↓
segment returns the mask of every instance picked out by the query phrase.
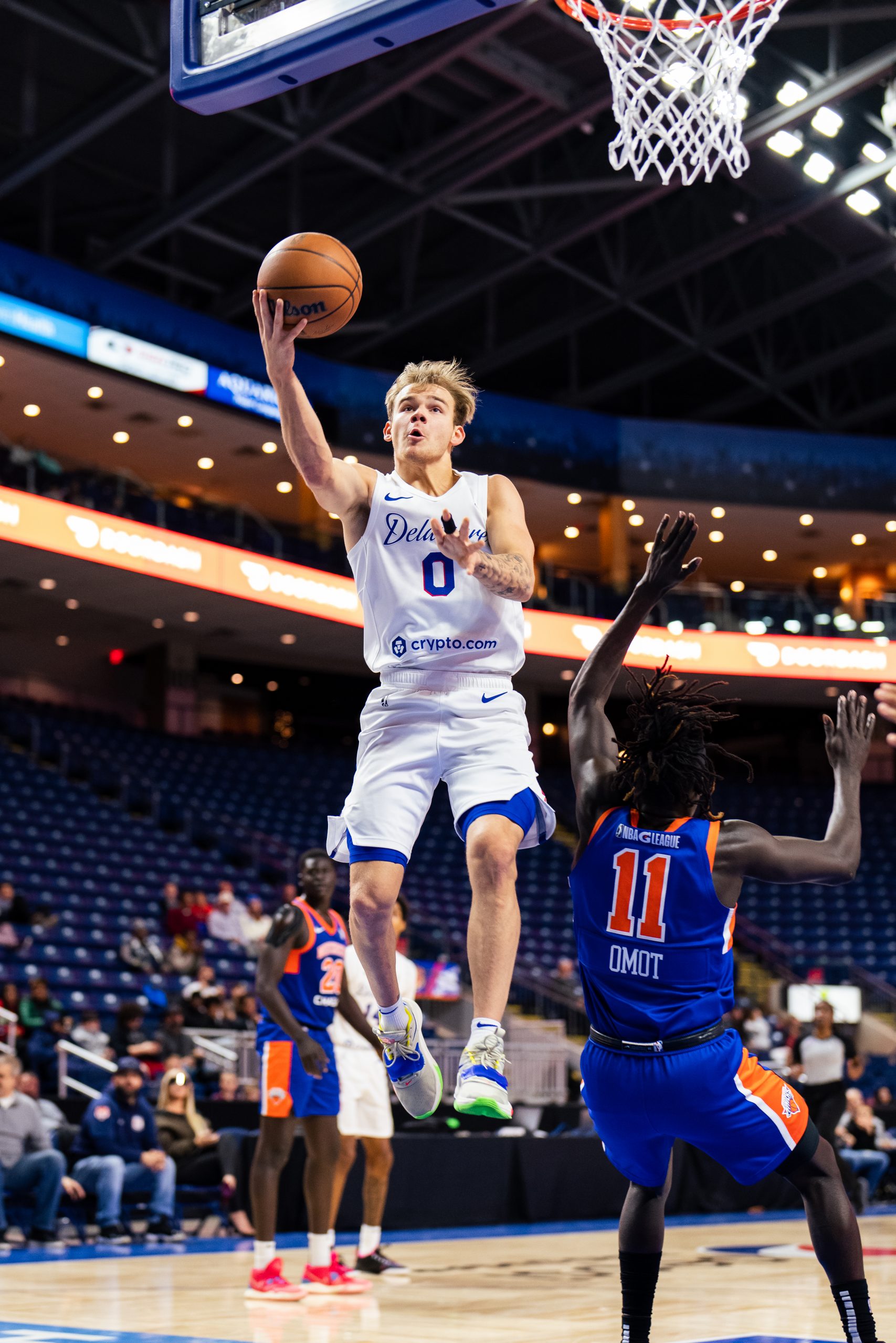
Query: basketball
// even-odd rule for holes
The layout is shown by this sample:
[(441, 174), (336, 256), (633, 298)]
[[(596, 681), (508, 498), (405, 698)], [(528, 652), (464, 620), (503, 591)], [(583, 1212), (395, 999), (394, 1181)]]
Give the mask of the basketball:
[(283, 324), (308, 318), (301, 338), (332, 336), (352, 317), (361, 301), (361, 269), (339, 239), (329, 234), (293, 234), (267, 252), (258, 271), (258, 287), (267, 290), (271, 312), (283, 299)]

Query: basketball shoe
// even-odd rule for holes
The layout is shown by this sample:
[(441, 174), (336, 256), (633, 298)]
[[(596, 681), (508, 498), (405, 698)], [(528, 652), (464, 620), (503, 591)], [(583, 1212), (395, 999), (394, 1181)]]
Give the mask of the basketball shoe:
[(512, 1119), (504, 1070), (504, 1030), (474, 1038), (461, 1054), (454, 1088), (454, 1108), (461, 1115), (484, 1115), (488, 1119)]
[(395, 1095), (414, 1119), (429, 1119), (442, 1100), (442, 1073), (423, 1039), (423, 1013), (404, 999), (402, 1006), (407, 1013), (403, 1030), (386, 1030), (382, 1017), (373, 1030), (383, 1045), (383, 1062)]
[(371, 1289), (371, 1284), (359, 1283), (352, 1270), (339, 1262), (336, 1254), (324, 1268), (312, 1268), (309, 1264), (302, 1273), (302, 1287), (316, 1296), (356, 1296)]
[(271, 1260), (267, 1268), (254, 1268), (249, 1275), (244, 1296), (251, 1301), (301, 1301), (308, 1288), (283, 1277), (283, 1261)]

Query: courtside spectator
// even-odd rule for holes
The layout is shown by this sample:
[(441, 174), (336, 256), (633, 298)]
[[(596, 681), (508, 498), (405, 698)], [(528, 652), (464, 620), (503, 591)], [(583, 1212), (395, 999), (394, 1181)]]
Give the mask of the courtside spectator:
[(116, 1017), (109, 1045), (116, 1058), (156, 1060), (161, 1056), (159, 1041), (144, 1030), (144, 1010), (140, 1003), (122, 1003)]
[(232, 890), (220, 890), (215, 907), (208, 915), (208, 936), (218, 941), (235, 941), (240, 947), (244, 945), (244, 912), (246, 907), (234, 898)]
[(165, 970), (171, 975), (195, 975), (203, 963), (203, 948), (199, 933), (188, 928), (175, 937), (165, 956)]
[(156, 1031), (165, 1068), (192, 1068), (193, 1042), (184, 1030), (184, 1013), (177, 1005), (165, 1009)]
[(261, 900), (258, 896), (253, 896), (246, 905), (246, 915), (243, 917), (243, 940), (250, 956), (258, 955), (258, 948), (270, 932), (270, 915), (265, 913)]
[(121, 1221), (124, 1194), (149, 1194), (152, 1240), (184, 1240), (175, 1223), (175, 1163), (159, 1147), (156, 1117), (140, 1092), (140, 1062), (120, 1058), (103, 1093), (90, 1103), (74, 1143), (74, 1178), (97, 1195), (99, 1236), (110, 1245), (128, 1245)]
[(215, 1132), (196, 1111), (189, 1073), (172, 1069), (165, 1073), (156, 1107), (159, 1142), (173, 1158), (181, 1185), (222, 1185), (227, 1191), (231, 1225), (240, 1236), (254, 1236), (246, 1215), (246, 1162), (243, 1160), (244, 1128), (222, 1128)]
[(36, 1073), (20, 1073), (17, 1089), (23, 1096), (31, 1096), (40, 1111), (44, 1132), (52, 1138), (58, 1128), (66, 1128), (67, 1120), (59, 1107), (40, 1095), (40, 1078)]
[(159, 939), (153, 937), (142, 919), (134, 919), (130, 932), (121, 939), (118, 955), (126, 966), (144, 975), (154, 975), (165, 959)]
[(19, 1023), (26, 1031), (42, 1030), (48, 1019), (62, 1011), (58, 998), (51, 998), (46, 979), (35, 975), (28, 980), (28, 992), (19, 1007)]
[(16, 893), (11, 881), (0, 881), (0, 924), (11, 923), (17, 928), (31, 925), (31, 911), (24, 896)]
[(93, 1007), (82, 1011), (81, 1021), (71, 1031), (71, 1038), (75, 1045), (81, 1045), (91, 1054), (101, 1054), (103, 1058), (114, 1057), (109, 1048), (109, 1034), (102, 1029), (99, 1013), (94, 1011)]
[(85, 1191), (66, 1175), (66, 1159), (51, 1146), (35, 1101), (16, 1089), (20, 1076), (19, 1060), (0, 1056), (0, 1242), (7, 1241), (5, 1197), (26, 1194), (34, 1199), (31, 1241), (54, 1245), (63, 1190), (70, 1198)]
[(887, 1133), (884, 1121), (865, 1101), (856, 1107), (849, 1123), (837, 1129), (837, 1138), (842, 1143), (841, 1159), (866, 1180), (870, 1201), (889, 1167), (889, 1154), (896, 1151), (896, 1139)]

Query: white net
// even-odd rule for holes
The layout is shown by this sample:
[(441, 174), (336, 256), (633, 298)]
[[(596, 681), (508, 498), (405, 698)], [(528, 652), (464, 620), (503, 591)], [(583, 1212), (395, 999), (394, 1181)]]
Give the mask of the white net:
[(740, 83), (786, 0), (559, 0), (594, 38), (610, 70), (619, 134), (614, 168), (641, 181), (653, 168), (669, 183), (712, 181), (750, 165)]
↑
**SET TASK**
Could you format the lines above as a numbered list, skipping the blank lines and leaving out any pictures?

**RESULT FOR THIS TASK**
1. segment returns the mask of every instance picked out by the query phrase.
2. Query: basketball
3. // even-odd rule for holes
4. The layout is shown by this sample:
5. [(441, 174), (336, 256), (633, 298)]
6. [[(596, 681), (508, 498), (405, 698)], [(528, 652), (464, 620), (503, 591)], [(583, 1212), (395, 999), (394, 1181)]]
7. Give the mask of the basketball:
8. [(283, 324), (308, 318), (301, 338), (332, 336), (352, 317), (361, 301), (361, 269), (339, 239), (329, 234), (293, 234), (267, 252), (258, 271), (258, 287), (267, 290), (271, 312), (283, 299)]
9. Query: basketball shoe
10. // even-odd rule for holes
11. The layout is shown by this sample:
12. [(441, 174), (336, 256), (633, 298)]
13. [[(596, 681), (508, 498), (405, 698)], [(528, 652), (464, 620), (503, 591)], [(583, 1212), (395, 999), (394, 1181)]]
14. Give the mask of the basketball shoe:
15. [(512, 1119), (504, 1070), (504, 1030), (474, 1038), (461, 1054), (454, 1088), (454, 1108), (461, 1115), (484, 1115), (488, 1119)]
16. [(395, 1095), (414, 1119), (429, 1119), (442, 1100), (442, 1073), (423, 1039), (423, 1013), (404, 999), (402, 1006), (407, 1013), (403, 1030), (386, 1030), (382, 1017), (373, 1030), (383, 1045), (383, 1062)]
17. [(371, 1289), (371, 1284), (359, 1283), (352, 1270), (339, 1262), (336, 1254), (324, 1268), (312, 1268), (309, 1264), (302, 1273), (302, 1287), (316, 1296), (356, 1296)]
18. [(271, 1260), (267, 1268), (254, 1268), (249, 1275), (244, 1296), (251, 1301), (301, 1301), (308, 1288), (283, 1277), (283, 1261)]
19. Query: courtside spectator
20. // even-odd rule for holes
21. The layout is shown by this sample:
22. [(441, 174), (336, 256), (633, 298)]
23. [[(596, 681), (508, 498), (405, 698)], [(528, 652), (464, 620), (503, 591)], [(583, 1212), (395, 999), (394, 1181)]]
24. Give the mask of the courtside spectator:
25. [(116, 1017), (109, 1045), (116, 1058), (156, 1060), (161, 1056), (159, 1041), (144, 1030), (144, 1010), (140, 1003), (122, 1003)]
26. [(232, 890), (220, 890), (215, 907), (208, 915), (208, 936), (218, 941), (235, 941), (240, 947), (244, 945), (244, 912), (246, 907), (234, 898)]
27. [(165, 970), (171, 975), (195, 975), (203, 963), (203, 948), (199, 933), (188, 928), (175, 937), (165, 956)]
28. [(156, 1031), (165, 1068), (192, 1068), (193, 1042), (184, 1030), (184, 1013), (177, 1005), (165, 1009)]
29. [(261, 900), (258, 896), (253, 896), (246, 905), (246, 915), (243, 917), (243, 940), (250, 956), (258, 955), (258, 948), (270, 932), (270, 915), (265, 913)]
30. [(121, 1221), (124, 1194), (149, 1194), (152, 1240), (184, 1240), (175, 1223), (175, 1163), (159, 1147), (156, 1117), (140, 1092), (140, 1062), (120, 1058), (103, 1093), (90, 1103), (74, 1143), (74, 1178), (97, 1195), (99, 1236), (110, 1245), (128, 1245)]
31. [(215, 1132), (196, 1111), (189, 1073), (172, 1069), (165, 1073), (156, 1107), (159, 1142), (173, 1158), (181, 1185), (222, 1185), (227, 1191), (231, 1225), (240, 1236), (254, 1236), (246, 1215), (246, 1162), (243, 1160), (244, 1128), (222, 1128)]
32. [(36, 1073), (20, 1073), (17, 1089), (23, 1096), (31, 1096), (40, 1111), (44, 1132), (52, 1138), (58, 1128), (66, 1128), (67, 1120), (59, 1107), (40, 1095), (40, 1078)]
33. [(159, 939), (153, 937), (142, 919), (134, 919), (130, 932), (121, 939), (118, 955), (126, 966), (144, 975), (154, 975), (165, 959)]
34. [(19, 1023), (26, 1031), (42, 1030), (48, 1019), (62, 1011), (58, 998), (51, 998), (46, 979), (35, 975), (28, 980), (28, 992), (19, 1007)]
35. [(16, 893), (11, 881), (0, 881), (0, 924), (11, 923), (17, 928), (31, 925), (31, 911), (24, 896)]
36. [(93, 1007), (82, 1011), (81, 1021), (71, 1031), (71, 1038), (75, 1045), (81, 1045), (91, 1054), (101, 1054), (103, 1058), (114, 1057), (109, 1048), (109, 1034), (102, 1029), (99, 1013), (94, 1011)]
37. [(85, 1191), (66, 1175), (66, 1159), (51, 1146), (35, 1101), (16, 1089), (20, 1076), (19, 1060), (0, 1056), (0, 1242), (7, 1241), (5, 1197), (26, 1194), (34, 1199), (31, 1241), (54, 1245), (63, 1190), (70, 1198)]
38. [(887, 1133), (884, 1121), (865, 1101), (856, 1107), (849, 1123), (837, 1129), (837, 1138), (842, 1143), (841, 1159), (866, 1180), (870, 1201), (889, 1167), (889, 1154), (896, 1151), (896, 1139)]
39. Query: white net
40. // even-odd rule for holes
41. The layout is shown by this sample:
42. [(441, 174), (336, 256), (633, 298)]
43. [[(596, 681), (508, 498), (405, 698)], [(528, 652), (464, 620), (503, 591)], [(583, 1212), (395, 999), (394, 1181)]]
44. Give the mask of the white net:
45. [(740, 83), (786, 0), (559, 0), (594, 38), (610, 70), (619, 134), (614, 168), (641, 181), (653, 168), (669, 183), (712, 181), (750, 165)]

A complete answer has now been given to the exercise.